SOURCE:
MASTER'S SEMINARY JOURNAL

BOOK REVIEW

Breaking the Missional Code: Your Church Can Become a Missionary in Your Community


By Ed Stetzer and David Putnam
Nashville : Broadman & Holman (2006). xii + 244 Pages.

Reviewed by
17.2 (Fall 2006) : 251-253

The purpose of the book is to “assist you in being able to think through your context, apply universal principles in your mission setting, and then identify and apply strategies that will make you more effective in your context” (2). Ed Stetzer is Research Team Director at the North American Mission Board (SBC), and David Putnam is Executive Pastor of Mountain Lake Church in Northern Forsythe County, Georgia. Both are seasoned church planters. This is the fourth book dealing with church planting and Emerging Church issues to which Stetzer has contributed. It accompanied the recent release of Planting Missional Churches, which is an updated version of Planting Churches in a Postmodern Age (Broadman and Holman, 2003).

This book assumes a shift in American culture to a “glocal community.” The term describes the “convergence of the global reality with our local reality,” which requires “new strategies for effective ministry” (5). The authors are not theorists, but practitioners. Their approach takes values developed from church planting and applies them to the context of established local churches which seek to reach their communities with the gospel.

The writers are theologically conservative. They emphasize the gospel of repentance and assert that when the church’s message becomes something other than “repentance and forgiveness of sins . . . the gospel itself is lost in the process” (39). They believe in a regenerated, active church membership (150). And they push for radical cultural awareness. They urge readers to act like a missionary would in a foreign culture, who usually learns local culture and people with the goal of introducing the gospel therein (217).

“Exegeting the culture” is not a new concept. It means that certain practices the missionary/planter/pastor is familiar with and embraces as his own “personal preferences” may not adapt to the culture he hopes to bring the gospel into. Accordingly, this book urges readers to lay aside personal preferences in order to embrace trans-cultural biblical principles in making disciples of all nations. As the book suggests, the best way to contextualize the gospel within a culture is to plant new churches.

RECORDED INFORMATION:
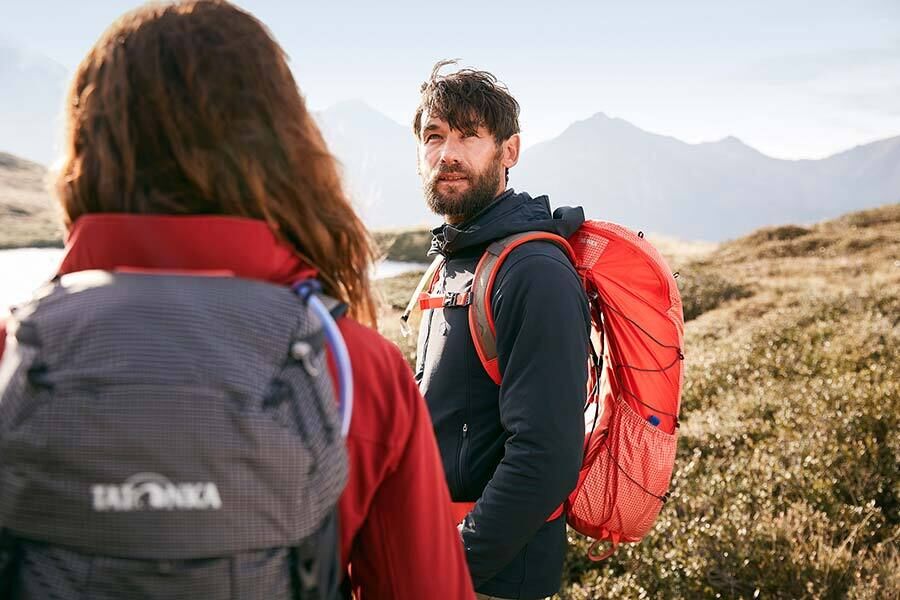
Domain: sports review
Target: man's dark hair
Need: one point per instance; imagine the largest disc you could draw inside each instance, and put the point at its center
(468, 99)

BRIEF: Transcribe the book review word for word, beginning at "The purpose of" and ending after "and Holman, 2003).". The data comes from a different source than the book review.

WRITTEN RESPONSE:
The purpose of the book is to “assist you in being able to think through your context, apply universal principles in your mission setting, and then identify and apply strategies that will make you more effective in your context” (2). Ed Stetzer is Research Team Director at the North American Mission Board (SBC), and David Putnam is Executive Pastor of Mountain Lake Church in Northern Forsythe County, Georgia. Both are seasoned church planters. This is the fourth book dealing with church planting and Emerging Church issues to which Stetzer has contributed. It accompanied the recent release of Planting Missional Churches, which is an updated version of Planting Churches in a Postmodern Age (Broadman and Holman, 2003).